# Start of Data extract

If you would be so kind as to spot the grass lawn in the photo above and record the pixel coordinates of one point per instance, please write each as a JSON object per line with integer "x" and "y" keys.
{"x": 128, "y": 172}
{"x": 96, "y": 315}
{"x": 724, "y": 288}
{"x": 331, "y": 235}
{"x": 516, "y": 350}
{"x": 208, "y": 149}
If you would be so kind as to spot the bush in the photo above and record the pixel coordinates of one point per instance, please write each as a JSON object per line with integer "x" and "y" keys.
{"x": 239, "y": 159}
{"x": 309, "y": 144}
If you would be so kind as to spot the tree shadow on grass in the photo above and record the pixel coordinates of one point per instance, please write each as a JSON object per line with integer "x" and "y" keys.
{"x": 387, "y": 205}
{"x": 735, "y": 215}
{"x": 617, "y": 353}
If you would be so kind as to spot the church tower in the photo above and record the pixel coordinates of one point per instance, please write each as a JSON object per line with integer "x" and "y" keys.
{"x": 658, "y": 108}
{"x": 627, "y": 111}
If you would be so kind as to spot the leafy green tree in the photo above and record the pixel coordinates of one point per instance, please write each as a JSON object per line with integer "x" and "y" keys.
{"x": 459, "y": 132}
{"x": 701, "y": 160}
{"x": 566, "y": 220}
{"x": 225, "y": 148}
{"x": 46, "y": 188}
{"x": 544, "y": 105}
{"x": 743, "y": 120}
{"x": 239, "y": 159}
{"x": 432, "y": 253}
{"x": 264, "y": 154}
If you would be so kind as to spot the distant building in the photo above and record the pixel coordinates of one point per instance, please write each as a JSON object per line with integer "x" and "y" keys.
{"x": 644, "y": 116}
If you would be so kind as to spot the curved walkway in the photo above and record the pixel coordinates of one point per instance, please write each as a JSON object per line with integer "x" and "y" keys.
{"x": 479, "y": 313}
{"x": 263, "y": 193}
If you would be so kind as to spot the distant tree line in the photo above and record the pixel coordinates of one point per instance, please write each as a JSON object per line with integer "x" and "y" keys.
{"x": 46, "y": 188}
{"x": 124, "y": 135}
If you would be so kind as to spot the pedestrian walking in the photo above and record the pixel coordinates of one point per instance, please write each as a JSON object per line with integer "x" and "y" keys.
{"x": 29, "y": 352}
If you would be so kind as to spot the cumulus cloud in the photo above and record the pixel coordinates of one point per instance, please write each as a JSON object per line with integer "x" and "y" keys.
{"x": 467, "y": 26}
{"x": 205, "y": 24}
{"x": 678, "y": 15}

# End of Data extract

# Stated goal:
Give everything from the line containing "If you would be so kind as to spot the cumulus" down to the end of the material above as a Markdown table with the columns No. and Line, numbering each row and omitting blank lines.

# Exercise answer:
| No. | Line |
|---|---|
| 1 | If you would be so kind as to spot the cumulus cloud in the photo above and record the pixel coordinates of one point per instance, please write each as a JSON object per line with integer "x" and "y" keys. |
| 2 | {"x": 467, "y": 26} |
| 3 | {"x": 205, "y": 24} |
| 4 | {"x": 678, "y": 15} |